## Rows
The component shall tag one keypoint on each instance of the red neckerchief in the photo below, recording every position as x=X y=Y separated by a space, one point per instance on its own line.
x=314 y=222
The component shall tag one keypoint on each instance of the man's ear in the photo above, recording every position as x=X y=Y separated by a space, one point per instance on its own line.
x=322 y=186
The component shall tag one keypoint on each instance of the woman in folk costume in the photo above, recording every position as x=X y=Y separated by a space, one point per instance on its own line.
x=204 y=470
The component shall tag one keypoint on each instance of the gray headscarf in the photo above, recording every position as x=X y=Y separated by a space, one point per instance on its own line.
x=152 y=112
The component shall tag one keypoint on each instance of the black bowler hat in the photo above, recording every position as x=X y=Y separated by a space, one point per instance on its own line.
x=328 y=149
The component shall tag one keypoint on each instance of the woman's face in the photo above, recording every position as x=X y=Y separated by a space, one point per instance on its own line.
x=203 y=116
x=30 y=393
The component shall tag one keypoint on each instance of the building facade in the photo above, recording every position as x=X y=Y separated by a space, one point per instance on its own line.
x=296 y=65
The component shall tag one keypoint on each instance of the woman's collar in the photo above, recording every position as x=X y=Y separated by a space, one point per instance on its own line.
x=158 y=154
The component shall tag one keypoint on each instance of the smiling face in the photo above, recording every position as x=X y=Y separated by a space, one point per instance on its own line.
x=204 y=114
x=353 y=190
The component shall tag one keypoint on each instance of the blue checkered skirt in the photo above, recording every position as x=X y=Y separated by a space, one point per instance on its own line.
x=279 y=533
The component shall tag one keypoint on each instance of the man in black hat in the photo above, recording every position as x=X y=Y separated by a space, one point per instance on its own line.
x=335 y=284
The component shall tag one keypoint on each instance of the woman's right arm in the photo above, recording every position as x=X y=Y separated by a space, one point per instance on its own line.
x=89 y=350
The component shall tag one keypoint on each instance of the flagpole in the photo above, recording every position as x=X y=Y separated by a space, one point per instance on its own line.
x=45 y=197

## Given exercise
The records above should be returned exactly.

## Response
The component shall tag one keypoint on each instance of the red neckerchief in the photo below, recording every position as x=X y=Y separated by a space, one point per instance on its own line.
x=314 y=222
The component shall tag one keypoint on each instance of the man's ear in the photo above, recording every position as x=X y=Y separated by a space, one point per instance on its own line.
x=322 y=186
The component shall tag one keypoint on each instance of the woman in folk costume in the photo above, recording every position as x=X y=Y separated by a space, one point per instance on its own line.
x=204 y=470
The component shall tag one keypoint on each instance of the gray headscarf in the photo above, recording every position as x=X y=Y separated by a space, one point per instance on its own line.
x=152 y=112
The component shall tag one keypoint on each instance of the black bowler hat in the photo above, recording every position as x=X y=Y separated by a space, one point per instance on its own line.
x=328 y=149
The component shall tag one keypoint on each instance of the woman's face in the photo above, recording every position as x=X y=Y separated by a space, one point per instance on its own line.
x=203 y=116
x=30 y=393
The component shall tag one keypoint on each instance of the building facade in the photo above, recording every position as x=X y=Y separated by a space, one point per instance on its own line.
x=296 y=65
The component shall tag one keypoint on each instance of the woman's collar in the photo above, recording every position as x=X y=Y separated by a space, one point per instance on its own line.
x=158 y=154
The component shall tag one keypoint on each instance of the smiling face in the photo above, recording every position as x=X y=Y separated by a space, one point per instance on its own line.
x=204 y=114
x=353 y=190
The component shall tag one keypoint on each instance of the blue checkered skirt in the photo above, recording every position as x=X y=Y separated by a space, one point per instance on its own line.
x=279 y=533
The component shall tag one keypoint on each instance of the man in black hat in the photo above, recording every position as x=X y=Y separated by a space, one point per instance on its own line.
x=335 y=284
The component shall tag one keypoint on each instance of the woman's right arm in the photo above, recording every position as x=X y=Y separated by a space, one point per instance on its own line.
x=89 y=350
The component shall tag one keypoint on each instance of the flagpole in the photo above, recording every position as x=X y=Y separated by a space, one point per instance on its own line.
x=45 y=197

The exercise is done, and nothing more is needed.